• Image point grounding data
○ ○ ○ ○ ○ ○ ○

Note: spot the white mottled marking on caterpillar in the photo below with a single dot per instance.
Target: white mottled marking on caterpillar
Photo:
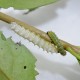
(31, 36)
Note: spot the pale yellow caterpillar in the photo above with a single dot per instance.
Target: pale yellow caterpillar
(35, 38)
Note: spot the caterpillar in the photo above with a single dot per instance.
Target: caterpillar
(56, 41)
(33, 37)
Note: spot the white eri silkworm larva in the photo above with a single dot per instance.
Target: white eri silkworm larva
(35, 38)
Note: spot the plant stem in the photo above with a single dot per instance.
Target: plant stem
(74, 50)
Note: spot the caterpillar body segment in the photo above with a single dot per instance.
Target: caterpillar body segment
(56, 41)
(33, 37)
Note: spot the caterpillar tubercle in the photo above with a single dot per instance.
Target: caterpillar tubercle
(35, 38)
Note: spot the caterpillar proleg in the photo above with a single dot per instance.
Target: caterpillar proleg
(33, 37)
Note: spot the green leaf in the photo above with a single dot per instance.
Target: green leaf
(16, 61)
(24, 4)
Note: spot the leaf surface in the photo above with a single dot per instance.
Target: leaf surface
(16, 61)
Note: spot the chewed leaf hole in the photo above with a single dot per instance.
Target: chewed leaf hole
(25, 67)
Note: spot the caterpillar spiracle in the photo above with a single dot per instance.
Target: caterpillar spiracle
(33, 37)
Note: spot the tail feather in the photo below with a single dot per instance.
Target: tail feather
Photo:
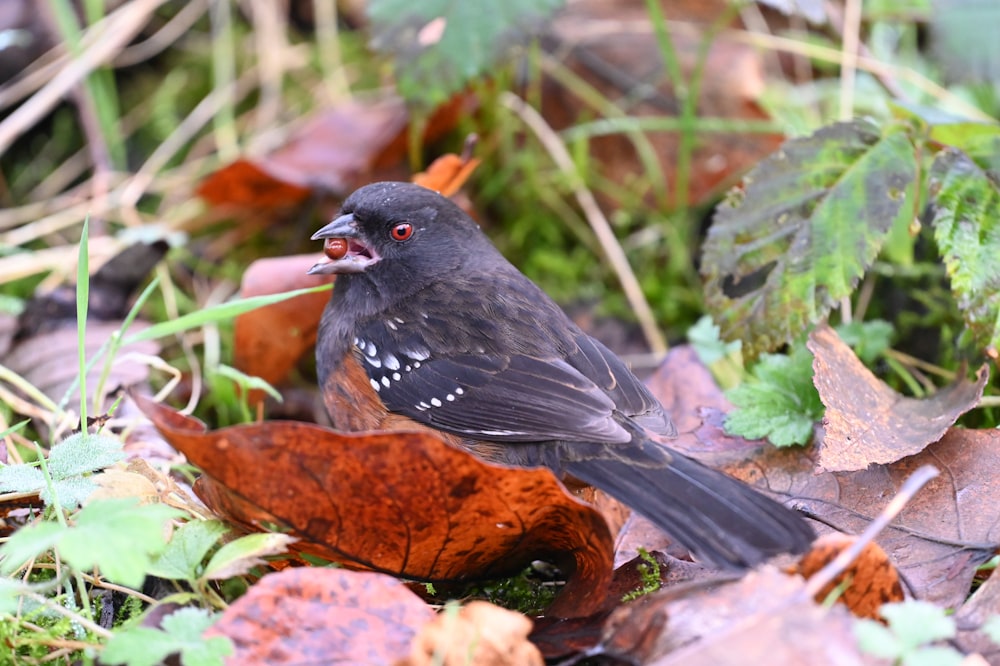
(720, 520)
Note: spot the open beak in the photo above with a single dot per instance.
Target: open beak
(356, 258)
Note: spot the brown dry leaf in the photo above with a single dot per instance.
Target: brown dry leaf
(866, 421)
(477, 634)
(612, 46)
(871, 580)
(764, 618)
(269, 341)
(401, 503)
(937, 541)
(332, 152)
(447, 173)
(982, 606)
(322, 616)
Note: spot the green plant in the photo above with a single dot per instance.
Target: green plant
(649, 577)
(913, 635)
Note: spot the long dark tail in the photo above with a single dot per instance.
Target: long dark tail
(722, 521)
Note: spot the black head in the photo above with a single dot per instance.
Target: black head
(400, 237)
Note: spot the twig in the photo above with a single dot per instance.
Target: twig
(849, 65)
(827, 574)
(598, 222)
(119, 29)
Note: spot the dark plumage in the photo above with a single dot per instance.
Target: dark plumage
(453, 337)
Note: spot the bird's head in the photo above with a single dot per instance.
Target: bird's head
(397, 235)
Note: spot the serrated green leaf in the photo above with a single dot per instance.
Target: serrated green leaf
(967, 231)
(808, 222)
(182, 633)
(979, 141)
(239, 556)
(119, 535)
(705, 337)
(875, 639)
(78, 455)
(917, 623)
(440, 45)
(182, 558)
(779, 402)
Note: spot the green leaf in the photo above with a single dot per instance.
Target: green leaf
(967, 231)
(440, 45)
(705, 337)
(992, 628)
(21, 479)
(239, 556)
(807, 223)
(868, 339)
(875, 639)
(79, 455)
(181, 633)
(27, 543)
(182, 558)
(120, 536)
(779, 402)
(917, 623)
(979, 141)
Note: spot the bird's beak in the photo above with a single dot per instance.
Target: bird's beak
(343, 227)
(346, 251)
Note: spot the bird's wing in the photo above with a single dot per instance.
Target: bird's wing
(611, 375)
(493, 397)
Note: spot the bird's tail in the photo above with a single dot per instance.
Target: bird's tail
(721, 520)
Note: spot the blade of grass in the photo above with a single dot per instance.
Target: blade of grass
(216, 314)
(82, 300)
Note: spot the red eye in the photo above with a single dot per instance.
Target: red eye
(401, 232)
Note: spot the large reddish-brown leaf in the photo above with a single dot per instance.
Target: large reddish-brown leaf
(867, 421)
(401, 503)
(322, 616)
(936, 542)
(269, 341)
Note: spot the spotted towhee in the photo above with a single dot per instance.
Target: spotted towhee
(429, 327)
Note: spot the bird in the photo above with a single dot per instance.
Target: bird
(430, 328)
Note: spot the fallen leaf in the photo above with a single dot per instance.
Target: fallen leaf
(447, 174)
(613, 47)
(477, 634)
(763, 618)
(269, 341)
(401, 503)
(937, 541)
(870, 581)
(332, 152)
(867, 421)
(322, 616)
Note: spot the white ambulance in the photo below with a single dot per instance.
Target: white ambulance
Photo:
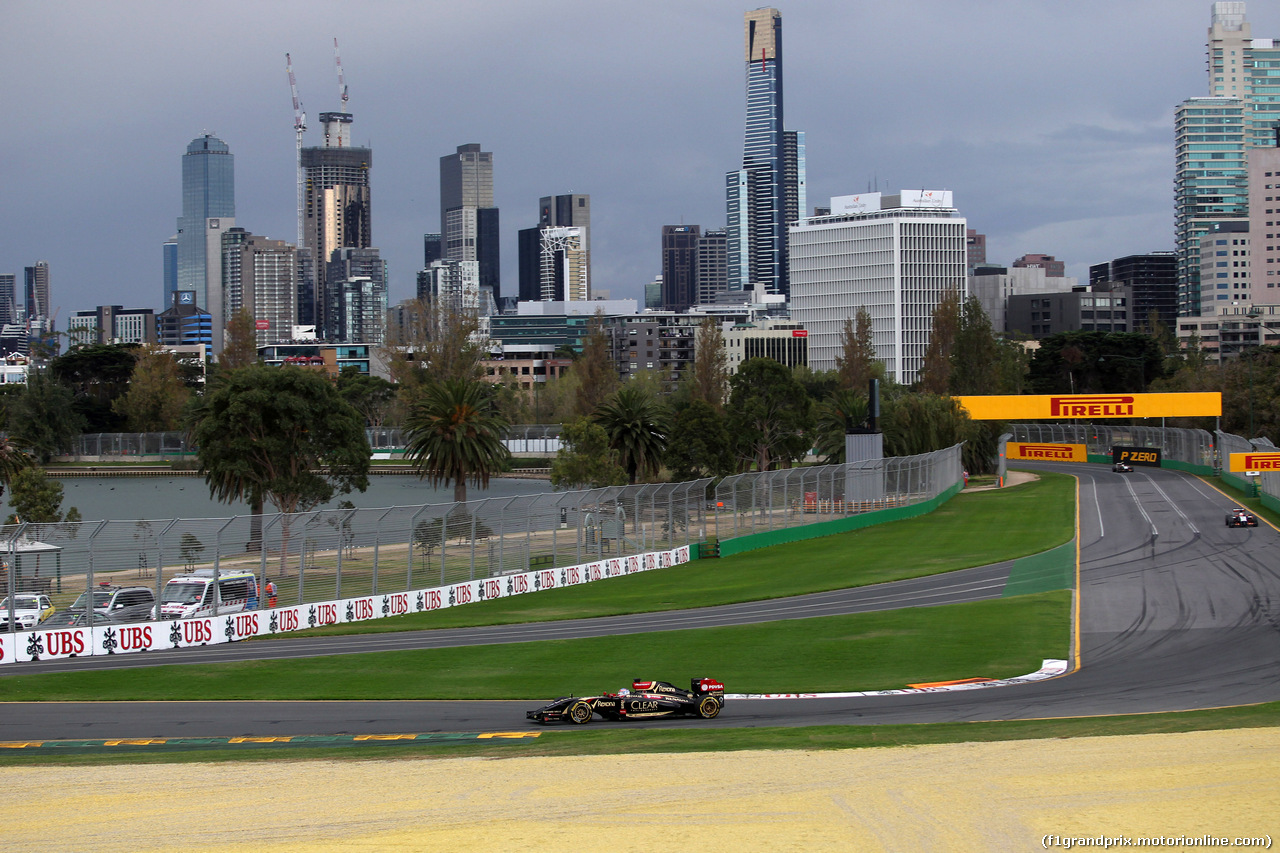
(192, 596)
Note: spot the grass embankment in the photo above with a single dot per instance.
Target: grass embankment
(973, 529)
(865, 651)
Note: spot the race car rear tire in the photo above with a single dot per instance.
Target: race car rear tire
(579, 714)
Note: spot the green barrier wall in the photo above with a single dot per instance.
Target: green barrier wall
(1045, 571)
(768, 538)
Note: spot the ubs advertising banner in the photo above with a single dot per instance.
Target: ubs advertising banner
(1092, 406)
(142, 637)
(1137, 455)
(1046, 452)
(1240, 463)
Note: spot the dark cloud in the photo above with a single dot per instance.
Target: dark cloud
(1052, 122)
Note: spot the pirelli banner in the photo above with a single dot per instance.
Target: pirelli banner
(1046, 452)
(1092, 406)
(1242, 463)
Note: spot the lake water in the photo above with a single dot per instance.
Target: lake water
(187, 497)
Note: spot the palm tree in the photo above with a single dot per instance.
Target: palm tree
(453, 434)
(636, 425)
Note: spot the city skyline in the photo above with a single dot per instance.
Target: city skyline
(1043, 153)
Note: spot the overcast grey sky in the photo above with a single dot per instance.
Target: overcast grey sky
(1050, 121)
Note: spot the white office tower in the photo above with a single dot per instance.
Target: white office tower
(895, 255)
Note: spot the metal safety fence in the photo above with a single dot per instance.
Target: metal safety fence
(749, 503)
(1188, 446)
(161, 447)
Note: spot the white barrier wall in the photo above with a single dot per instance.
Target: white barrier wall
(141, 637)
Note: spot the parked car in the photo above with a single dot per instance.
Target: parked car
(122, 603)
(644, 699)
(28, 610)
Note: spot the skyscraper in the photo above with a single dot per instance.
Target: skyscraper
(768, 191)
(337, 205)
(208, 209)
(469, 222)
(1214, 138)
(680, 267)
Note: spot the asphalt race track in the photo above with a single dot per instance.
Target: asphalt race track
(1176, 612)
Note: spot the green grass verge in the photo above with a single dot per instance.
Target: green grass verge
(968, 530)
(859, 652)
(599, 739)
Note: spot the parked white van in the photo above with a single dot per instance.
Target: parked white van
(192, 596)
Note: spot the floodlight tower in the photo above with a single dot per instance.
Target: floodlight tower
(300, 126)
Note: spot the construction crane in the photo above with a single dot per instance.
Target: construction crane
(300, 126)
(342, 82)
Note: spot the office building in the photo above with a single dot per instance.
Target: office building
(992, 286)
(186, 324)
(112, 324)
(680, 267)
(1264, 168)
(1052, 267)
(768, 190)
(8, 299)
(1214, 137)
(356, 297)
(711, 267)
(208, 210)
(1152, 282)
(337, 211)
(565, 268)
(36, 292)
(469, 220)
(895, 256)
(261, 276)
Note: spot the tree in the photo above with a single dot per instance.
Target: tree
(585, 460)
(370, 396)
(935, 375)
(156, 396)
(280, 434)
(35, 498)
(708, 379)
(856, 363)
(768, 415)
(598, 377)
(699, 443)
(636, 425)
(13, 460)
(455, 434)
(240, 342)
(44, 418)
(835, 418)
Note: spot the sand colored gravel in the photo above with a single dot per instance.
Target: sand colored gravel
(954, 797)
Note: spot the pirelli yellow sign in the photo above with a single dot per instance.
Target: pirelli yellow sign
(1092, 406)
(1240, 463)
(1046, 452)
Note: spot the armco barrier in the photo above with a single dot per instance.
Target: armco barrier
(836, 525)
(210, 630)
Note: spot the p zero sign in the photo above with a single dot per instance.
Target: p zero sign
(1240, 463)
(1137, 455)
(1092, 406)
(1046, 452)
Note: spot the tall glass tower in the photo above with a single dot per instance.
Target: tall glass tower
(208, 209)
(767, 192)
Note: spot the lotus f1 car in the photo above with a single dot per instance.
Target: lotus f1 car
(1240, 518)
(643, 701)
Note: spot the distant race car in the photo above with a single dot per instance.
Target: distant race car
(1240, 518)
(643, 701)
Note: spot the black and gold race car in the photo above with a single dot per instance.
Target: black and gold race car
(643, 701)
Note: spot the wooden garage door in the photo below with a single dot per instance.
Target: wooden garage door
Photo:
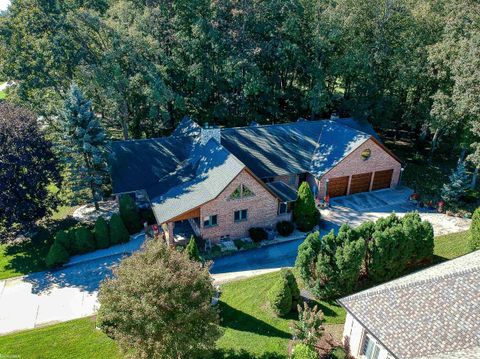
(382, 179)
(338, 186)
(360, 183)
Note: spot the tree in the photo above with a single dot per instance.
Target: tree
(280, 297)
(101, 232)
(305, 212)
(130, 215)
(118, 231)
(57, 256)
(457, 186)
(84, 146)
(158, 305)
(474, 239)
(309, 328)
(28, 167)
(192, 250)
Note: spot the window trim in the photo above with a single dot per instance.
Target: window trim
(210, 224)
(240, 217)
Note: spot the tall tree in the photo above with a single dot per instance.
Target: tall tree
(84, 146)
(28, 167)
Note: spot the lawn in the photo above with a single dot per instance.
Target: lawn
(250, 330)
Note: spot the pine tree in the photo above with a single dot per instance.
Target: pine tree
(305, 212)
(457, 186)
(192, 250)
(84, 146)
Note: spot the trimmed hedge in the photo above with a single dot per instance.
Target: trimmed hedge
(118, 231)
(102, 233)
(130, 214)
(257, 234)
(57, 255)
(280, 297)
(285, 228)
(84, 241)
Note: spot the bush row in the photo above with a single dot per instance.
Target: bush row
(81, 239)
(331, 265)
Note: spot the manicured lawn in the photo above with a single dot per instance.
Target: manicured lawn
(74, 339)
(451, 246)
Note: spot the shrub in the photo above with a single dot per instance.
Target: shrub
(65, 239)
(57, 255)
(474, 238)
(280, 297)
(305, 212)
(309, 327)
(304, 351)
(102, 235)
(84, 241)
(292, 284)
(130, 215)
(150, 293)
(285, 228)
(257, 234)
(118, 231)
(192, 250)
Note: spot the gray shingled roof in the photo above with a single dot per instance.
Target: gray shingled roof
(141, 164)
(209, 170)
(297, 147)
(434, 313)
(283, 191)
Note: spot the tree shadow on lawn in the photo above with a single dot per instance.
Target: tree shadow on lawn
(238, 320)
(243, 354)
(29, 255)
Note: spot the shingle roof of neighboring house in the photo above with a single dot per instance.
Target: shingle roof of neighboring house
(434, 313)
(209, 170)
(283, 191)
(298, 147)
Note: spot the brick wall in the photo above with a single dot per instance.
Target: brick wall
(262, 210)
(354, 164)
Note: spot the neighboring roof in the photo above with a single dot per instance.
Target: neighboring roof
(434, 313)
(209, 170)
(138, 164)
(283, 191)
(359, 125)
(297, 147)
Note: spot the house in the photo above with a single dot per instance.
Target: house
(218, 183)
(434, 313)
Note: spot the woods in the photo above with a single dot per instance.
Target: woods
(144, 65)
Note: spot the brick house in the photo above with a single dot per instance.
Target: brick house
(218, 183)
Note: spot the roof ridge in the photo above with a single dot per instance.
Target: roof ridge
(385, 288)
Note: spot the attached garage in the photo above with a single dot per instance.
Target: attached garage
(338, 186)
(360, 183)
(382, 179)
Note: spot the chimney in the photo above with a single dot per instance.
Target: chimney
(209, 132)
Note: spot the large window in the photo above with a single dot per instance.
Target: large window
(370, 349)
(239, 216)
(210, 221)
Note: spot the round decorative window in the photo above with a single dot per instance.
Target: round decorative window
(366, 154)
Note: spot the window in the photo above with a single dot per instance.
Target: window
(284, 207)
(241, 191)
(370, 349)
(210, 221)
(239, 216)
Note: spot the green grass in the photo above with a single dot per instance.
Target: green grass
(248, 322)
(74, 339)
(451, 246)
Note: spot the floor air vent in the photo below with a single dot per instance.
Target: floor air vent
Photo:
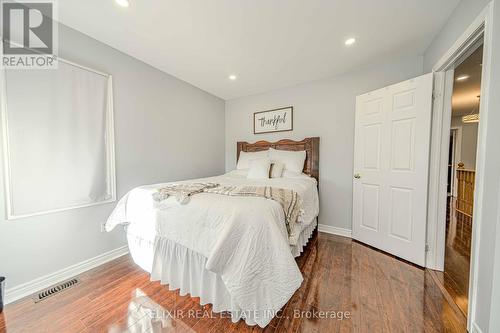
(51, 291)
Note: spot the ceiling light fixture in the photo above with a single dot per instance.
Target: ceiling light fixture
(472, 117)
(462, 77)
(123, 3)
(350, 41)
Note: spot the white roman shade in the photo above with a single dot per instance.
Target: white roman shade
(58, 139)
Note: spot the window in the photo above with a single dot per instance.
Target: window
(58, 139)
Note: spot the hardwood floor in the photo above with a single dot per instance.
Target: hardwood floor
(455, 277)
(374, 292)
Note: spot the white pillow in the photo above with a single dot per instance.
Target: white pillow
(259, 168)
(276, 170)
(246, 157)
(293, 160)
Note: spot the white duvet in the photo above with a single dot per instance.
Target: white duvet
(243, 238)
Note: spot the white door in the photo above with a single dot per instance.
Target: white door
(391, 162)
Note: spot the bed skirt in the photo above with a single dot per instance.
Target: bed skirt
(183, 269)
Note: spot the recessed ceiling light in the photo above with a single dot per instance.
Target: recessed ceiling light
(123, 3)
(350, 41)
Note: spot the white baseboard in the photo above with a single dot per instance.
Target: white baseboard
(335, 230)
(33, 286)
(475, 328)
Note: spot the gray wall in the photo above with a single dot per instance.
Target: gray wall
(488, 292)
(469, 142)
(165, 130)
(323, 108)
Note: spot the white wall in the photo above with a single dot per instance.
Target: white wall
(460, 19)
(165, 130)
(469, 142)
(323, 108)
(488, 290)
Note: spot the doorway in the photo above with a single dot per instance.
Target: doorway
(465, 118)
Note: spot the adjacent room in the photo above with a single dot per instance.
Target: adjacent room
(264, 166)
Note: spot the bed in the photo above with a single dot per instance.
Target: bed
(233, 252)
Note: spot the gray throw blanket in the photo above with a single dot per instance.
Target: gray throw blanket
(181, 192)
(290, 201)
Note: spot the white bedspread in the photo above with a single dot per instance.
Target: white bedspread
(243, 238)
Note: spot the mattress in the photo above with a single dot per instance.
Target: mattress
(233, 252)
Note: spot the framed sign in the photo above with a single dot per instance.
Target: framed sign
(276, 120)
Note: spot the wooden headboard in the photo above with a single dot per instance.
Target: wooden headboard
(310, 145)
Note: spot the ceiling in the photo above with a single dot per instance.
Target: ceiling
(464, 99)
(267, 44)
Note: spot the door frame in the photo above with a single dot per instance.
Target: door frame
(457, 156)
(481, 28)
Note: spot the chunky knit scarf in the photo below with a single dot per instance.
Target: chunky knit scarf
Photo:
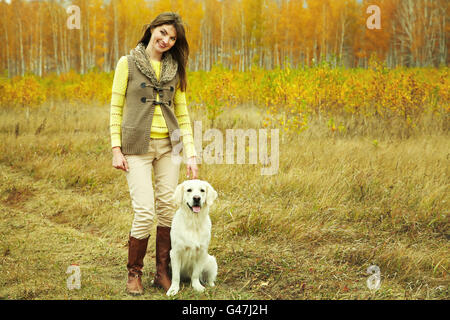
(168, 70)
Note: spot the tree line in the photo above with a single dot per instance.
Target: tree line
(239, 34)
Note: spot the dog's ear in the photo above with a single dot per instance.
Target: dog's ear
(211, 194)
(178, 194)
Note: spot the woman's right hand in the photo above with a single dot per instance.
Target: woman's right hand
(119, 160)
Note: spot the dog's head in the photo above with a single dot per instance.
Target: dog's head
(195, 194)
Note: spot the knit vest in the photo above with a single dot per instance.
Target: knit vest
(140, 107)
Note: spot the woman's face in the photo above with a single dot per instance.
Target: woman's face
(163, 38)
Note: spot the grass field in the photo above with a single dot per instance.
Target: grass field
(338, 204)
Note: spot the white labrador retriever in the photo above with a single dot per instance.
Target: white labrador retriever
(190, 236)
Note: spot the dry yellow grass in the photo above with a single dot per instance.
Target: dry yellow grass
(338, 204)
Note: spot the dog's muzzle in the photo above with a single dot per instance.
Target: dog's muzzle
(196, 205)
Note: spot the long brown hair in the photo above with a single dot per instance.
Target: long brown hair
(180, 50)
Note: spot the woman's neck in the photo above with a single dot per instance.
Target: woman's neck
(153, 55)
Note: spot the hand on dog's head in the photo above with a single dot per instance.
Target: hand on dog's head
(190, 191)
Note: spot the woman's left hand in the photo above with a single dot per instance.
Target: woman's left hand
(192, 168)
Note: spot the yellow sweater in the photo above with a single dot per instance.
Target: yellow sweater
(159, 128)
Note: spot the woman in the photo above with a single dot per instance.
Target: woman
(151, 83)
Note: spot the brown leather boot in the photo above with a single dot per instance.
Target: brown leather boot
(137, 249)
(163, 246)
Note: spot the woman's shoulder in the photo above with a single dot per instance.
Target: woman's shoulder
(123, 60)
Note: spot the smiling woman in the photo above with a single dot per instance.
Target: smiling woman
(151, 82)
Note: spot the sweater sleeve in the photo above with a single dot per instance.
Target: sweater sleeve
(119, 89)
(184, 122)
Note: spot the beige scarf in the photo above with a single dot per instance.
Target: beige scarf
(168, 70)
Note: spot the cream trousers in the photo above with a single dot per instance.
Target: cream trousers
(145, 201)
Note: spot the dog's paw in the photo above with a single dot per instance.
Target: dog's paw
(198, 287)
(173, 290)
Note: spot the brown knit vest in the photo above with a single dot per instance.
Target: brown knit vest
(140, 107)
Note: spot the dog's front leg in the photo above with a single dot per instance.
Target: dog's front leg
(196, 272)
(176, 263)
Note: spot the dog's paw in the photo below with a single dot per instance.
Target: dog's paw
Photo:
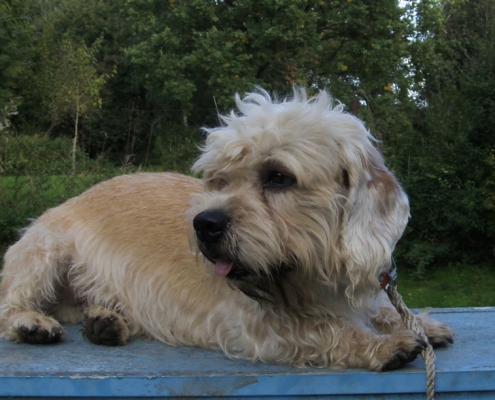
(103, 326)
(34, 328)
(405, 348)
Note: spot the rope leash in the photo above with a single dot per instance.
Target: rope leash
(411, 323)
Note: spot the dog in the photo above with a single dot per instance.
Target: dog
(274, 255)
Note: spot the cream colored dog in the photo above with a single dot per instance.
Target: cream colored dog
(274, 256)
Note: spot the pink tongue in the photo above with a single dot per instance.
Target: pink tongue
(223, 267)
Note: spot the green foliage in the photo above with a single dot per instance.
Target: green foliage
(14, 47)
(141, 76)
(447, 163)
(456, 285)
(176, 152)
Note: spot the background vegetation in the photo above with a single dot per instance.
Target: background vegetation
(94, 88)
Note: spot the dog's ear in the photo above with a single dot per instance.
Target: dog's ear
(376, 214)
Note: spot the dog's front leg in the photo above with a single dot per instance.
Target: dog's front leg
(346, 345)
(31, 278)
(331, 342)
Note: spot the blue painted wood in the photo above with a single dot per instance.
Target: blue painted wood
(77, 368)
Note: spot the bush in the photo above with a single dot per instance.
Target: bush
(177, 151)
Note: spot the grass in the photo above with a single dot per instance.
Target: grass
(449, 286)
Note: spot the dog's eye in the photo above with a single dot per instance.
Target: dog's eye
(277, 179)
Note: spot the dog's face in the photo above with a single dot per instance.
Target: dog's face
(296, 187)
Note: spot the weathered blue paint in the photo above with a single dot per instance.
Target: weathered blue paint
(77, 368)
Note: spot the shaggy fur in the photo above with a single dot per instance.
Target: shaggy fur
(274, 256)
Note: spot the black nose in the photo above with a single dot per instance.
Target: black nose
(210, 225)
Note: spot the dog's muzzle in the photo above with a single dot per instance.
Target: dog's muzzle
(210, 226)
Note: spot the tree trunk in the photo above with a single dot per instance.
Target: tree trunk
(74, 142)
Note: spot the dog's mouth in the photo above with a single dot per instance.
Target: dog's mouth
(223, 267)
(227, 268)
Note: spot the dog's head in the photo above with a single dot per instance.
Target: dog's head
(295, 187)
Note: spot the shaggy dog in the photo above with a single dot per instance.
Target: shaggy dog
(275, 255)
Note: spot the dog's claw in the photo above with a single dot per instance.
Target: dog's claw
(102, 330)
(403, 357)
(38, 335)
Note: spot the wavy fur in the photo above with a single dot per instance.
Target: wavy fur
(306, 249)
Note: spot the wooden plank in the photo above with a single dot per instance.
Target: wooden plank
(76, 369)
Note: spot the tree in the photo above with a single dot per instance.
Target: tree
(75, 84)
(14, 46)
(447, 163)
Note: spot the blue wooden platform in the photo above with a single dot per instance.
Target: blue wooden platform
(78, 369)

○ ○ ○ ○ ○ ○ ○

• How to complete this task
When you reach the line containing "Note: spot the metal" in the data above, start copying exactly, and stop after the line containing "Note: spot the parked car".

• Response to the exercise
Note: spot the metal safety fence in the photo above with a single dot per instance.
Target: metal safety fence
(749, 503)
(1188, 446)
(161, 447)
Note: spot the white barrier wall in the photo above with a single dot per instance.
Target: white barrier wall
(141, 637)
Note: spot the parked car in the photo above with a single dot per instance.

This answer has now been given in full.